• EXERCISES TO COMPLETE:
1. Answer from the passage on the Fed's zero rate policy:
(a) What did the Federal Reserve decide in December 2013?
(b) According to recent research, what did investors tentatively appear to do regarding the Fed's exit from its zero interest rate policy?
(c) How much did Fed policymakers change their projections of appropriate monetary policy?
2. Proceed with the passage on the Fed's zero rate policy, writing on from its last sentence.

Federal Reserve Bank of San Francisco – When Will the Fed End Its Zero Rate Policy? by Jens Christensen “U.S. Treasury yields and other interest rates increased in the months leading up to the Federal Reserve’s December 2013 decision to cut back its large-scale bond purchases. This increase in rates probably at least partly reflected changes in what bond investors expected regarding future monetary policy. Recent research on this episode tentatively suggests that investors moved earlier the date when they believed the Fed would exit its zero interest rate policy, even though Fed policymakers made few changes in their projections of appropriate monetary policy.

• GIVEN RECORDS:
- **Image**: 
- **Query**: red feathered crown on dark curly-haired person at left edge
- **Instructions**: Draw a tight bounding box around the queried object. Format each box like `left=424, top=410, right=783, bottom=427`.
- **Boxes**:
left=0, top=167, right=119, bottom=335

• TASK-BY-TASK RESULTS:
1.
(a) It decided to cut back its large-scale bond purchases.
(b) They moved earlier the date when they believed the Fed would exit its zero interest rate policy.
(c) They made few changes.

2.
“The severe shock of the 2007–08 financial crisis prompted the Federal Reserve to quickly lower its target for its primary policy rate, the overnight federal funds rate, near to zero, where it has remained since. Despite this highly stimulatory stance of conventional monetary policy, the economic recovery has been sluggish and inflation has been low. For that reason, the Federal Open Market Committee (FOMC), the Fed’s policy body, has provided additional monetary stimulus by using unconventional measures to push down longer-term interest rates. One element of this unconventional policy has been large-scale asset purchases (LSAPs). Another has been public guidance about how long the FOMC expects to keep its federal funds rate target exceptionally low. The effect of this forward guidance depends on how financial market participants interpret FOMC communications, in particular when they expect the Fed to exit from its near-zero rate policy, a shift often called “liftoff” (see Bauer and Rudebusch 2013). This Economic Letter examines recent research estimating when bond investors expect liftoff to take place (see Christensen 2013). This research suggests that bond investor expectations for the date of exit have moved forward notably in recent months, probably because they anticipated the FOMC’s decision at its December 2013 meeting to cut back large-scale asset purchases. This research suggests that market participants expect the FOMC to start raising rates in the spring of 2015, but the exact timing is highly uncertain.”